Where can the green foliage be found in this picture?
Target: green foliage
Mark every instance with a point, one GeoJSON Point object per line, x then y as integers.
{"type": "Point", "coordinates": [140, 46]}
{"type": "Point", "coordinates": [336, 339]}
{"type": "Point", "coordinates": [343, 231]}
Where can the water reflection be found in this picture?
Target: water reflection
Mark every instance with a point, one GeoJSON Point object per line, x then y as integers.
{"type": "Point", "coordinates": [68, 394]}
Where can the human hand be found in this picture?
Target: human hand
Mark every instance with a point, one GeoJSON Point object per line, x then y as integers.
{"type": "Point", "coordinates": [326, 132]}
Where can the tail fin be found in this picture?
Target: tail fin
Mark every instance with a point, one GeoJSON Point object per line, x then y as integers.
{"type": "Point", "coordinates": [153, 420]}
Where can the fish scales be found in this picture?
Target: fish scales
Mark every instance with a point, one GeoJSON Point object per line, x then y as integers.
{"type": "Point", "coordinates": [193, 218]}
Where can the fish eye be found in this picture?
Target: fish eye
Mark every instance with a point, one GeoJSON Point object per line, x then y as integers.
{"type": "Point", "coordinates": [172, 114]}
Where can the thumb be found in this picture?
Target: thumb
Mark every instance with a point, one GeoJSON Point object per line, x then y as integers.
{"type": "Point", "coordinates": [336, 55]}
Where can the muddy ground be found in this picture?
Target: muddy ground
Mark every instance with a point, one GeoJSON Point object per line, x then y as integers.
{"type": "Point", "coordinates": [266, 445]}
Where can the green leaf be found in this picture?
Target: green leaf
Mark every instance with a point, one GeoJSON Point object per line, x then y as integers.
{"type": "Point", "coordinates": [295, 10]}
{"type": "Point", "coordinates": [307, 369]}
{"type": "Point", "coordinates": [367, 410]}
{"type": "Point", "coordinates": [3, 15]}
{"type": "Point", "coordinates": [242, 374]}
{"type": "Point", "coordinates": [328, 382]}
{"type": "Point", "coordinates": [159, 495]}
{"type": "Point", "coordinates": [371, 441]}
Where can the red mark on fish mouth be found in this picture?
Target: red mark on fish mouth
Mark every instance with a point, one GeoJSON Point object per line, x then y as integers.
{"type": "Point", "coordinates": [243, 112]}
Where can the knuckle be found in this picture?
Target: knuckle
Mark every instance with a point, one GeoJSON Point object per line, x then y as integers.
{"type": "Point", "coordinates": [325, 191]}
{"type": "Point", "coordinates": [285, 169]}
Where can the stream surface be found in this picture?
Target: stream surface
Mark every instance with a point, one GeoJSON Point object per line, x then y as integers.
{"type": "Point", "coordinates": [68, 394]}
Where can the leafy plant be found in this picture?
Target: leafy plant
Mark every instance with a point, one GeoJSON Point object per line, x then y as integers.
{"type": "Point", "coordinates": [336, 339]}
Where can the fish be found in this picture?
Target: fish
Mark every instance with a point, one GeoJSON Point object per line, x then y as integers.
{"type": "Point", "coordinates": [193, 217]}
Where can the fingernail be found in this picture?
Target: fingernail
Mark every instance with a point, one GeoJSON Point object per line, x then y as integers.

◆ ◆ ◆ ◆ ◆

→ GIVEN EXERCISE: Quote the material above word for word.

→ SOLUTION TO THE EXERCISE:
Where can the green foliage be found in this picture?
Target: green foliage
Mark every instance with a point, one GeoJSON Point object per line, x then y as integers.
{"type": "Point", "coordinates": [140, 46]}
{"type": "Point", "coordinates": [336, 339]}
{"type": "Point", "coordinates": [343, 231]}
Where can the water reflection be found in this picture?
Target: water reflection
Mark every instance with a point, one GeoJSON Point object per line, x then y as integers.
{"type": "Point", "coordinates": [68, 394]}
Where can the human hand be found in this picture?
Target: human hand
Mark every instance with a point, one GeoJSON Point object per line, x then y as integers.
{"type": "Point", "coordinates": [326, 132]}
Where can the tail fin be found in this picture?
Target: tail fin
Mark every instance with a point, one GeoJSON Point object per line, x then y as integers.
{"type": "Point", "coordinates": [153, 420]}
Where can the fish scales be found in this picture?
Target: fish scales
Mark every instance with a point, one GeoJSON Point object per line, x then y as integers.
{"type": "Point", "coordinates": [193, 218]}
Where can the fish eye be found in this picture?
Target: fish eye
Mark every instance with a point, one GeoJSON Point object per line, x then y as integers.
{"type": "Point", "coordinates": [172, 114]}
Where can the thumb be found in this picture?
Target: thumb
Mark every instance with a point, one GeoJSON Point object per line, x then y as integers.
{"type": "Point", "coordinates": [336, 55]}
Where can the muddy ground be found in this picture?
Target: muddy ground
Mark every instance with a point, one GeoJSON Point object per line, x then y as integers.
{"type": "Point", "coordinates": [266, 445]}
Where can the green leaf be found in this picture?
Target: green leaf
Mark every instance with a point, one GeoJSON Point object per line, x then y as integers.
{"type": "Point", "coordinates": [295, 10]}
{"type": "Point", "coordinates": [307, 369]}
{"type": "Point", "coordinates": [367, 410]}
{"type": "Point", "coordinates": [3, 15]}
{"type": "Point", "coordinates": [242, 374]}
{"type": "Point", "coordinates": [328, 382]}
{"type": "Point", "coordinates": [159, 495]}
{"type": "Point", "coordinates": [371, 441]}
Where can the red mark on fish mouth be found in this picture?
Target: red mark on fish mouth
Mark every instance with a point, one GeoJSON Point object per line, x then y as integers.
{"type": "Point", "coordinates": [243, 112]}
Where can the knuckle be found in this picture?
Target: knuckle
Mark every instance with a point, one GeoJSON Point object per line, x then y as integers.
{"type": "Point", "coordinates": [325, 191]}
{"type": "Point", "coordinates": [285, 169]}
Where can the stream surface be found in this picture?
Target: stream surface
Mark every instance with a point, one GeoJSON Point object per line, x then y as integers.
{"type": "Point", "coordinates": [68, 394]}
Where can the leafy plant be found in this picture?
Target: leafy plant
Mark every instance with a point, one GeoJSON Point object per line, x then y as integers.
{"type": "Point", "coordinates": [336, 339]}
Where can the fish be found in this picture?
Target: fish
Mark every instance with a point, one GeoJSON Point object per line, x then y as integers.
{"type": "Point", "coordinates": [193, 217]}
Where can the fingernail be found in this picture?
Target: fingernail
Mark every instance with a point, one GeoJSON Point object per line, x then y as integers.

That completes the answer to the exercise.